Your objective
Locate each line in the records below that contains the string "Sample", and copy those lines. Matching is case-sensitive.

begin Data excerpts

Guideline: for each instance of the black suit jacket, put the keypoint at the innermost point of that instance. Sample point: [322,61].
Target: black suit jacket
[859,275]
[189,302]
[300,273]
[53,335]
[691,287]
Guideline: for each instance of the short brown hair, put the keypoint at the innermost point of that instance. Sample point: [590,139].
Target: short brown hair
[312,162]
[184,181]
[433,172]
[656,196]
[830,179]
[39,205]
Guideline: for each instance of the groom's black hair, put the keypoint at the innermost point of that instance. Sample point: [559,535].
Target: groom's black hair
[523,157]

end Data excerpts
begin Data excerpts

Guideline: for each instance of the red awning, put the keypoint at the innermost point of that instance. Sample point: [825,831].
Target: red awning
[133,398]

end Data excerpts
begin Data excerpts

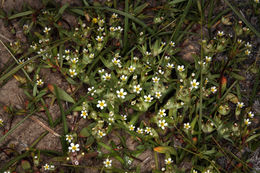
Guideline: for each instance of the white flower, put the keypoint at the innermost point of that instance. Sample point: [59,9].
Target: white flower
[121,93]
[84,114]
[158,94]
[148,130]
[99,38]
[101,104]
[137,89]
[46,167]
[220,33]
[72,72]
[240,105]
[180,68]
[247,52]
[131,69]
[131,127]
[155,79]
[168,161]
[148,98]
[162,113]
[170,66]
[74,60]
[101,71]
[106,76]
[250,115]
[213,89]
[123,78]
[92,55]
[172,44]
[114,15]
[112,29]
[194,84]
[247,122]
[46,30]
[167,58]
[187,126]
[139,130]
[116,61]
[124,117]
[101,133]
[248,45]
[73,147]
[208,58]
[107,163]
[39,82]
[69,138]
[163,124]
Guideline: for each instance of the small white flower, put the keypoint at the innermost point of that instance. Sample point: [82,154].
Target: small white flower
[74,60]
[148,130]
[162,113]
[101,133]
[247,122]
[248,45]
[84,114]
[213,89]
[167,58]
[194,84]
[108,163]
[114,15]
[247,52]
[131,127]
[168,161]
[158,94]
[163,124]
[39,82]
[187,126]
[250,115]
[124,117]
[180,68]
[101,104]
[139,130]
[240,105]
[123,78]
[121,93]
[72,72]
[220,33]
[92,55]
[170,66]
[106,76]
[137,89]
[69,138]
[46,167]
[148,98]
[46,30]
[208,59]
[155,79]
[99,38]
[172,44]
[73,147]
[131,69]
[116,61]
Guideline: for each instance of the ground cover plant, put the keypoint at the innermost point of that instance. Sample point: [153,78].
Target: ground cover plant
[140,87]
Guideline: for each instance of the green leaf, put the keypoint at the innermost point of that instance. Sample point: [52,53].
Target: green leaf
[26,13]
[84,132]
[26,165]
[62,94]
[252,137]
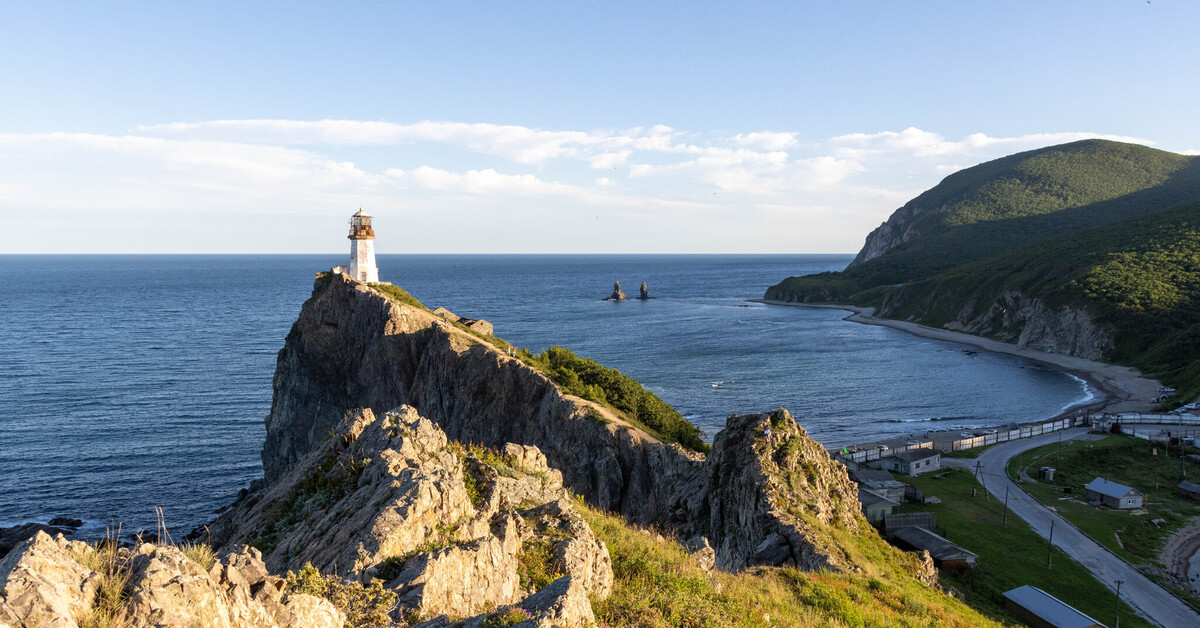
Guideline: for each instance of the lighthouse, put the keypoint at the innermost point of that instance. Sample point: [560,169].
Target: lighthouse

end Data excerpts

Problem solution
Guideline: for each instance of the black suit jacket, put the keypoint at the innermost point of that instance. Sample point: [322,61].
Guideline: for each instance of the short brown hair, put the keypoint at the innermost point of that instance. Sample point: [590,139].
Guideline: for each instance of the groom's black hair, put the keypoint at the innermost point of that instance. Sample point: [559,535].
Guideline: for each instance of the red awning, put the keypoint at the innermost point of that instance. Sample point: [825,831].
Guideline: for each instance of the white flower, put the keypoint at the innermost point of that instance. Sample point: [59,9].
Guideline: for each instance of the small white flower, put the keypoint at the innermost point of that instance. Sample point: [82,154].
Guideline: for each instance of the ground cover plant, put the keypoint at the innermost point of that instance. Sample point: [153,78].
Guideline: for each instance of the green leaf, put the keypoint at the innermost point of that instance. Sample point: [52,53].
Guideline: for each instance of the lighthouse, put the keypoint at the innermost point of that instance. Sample point: [560,169].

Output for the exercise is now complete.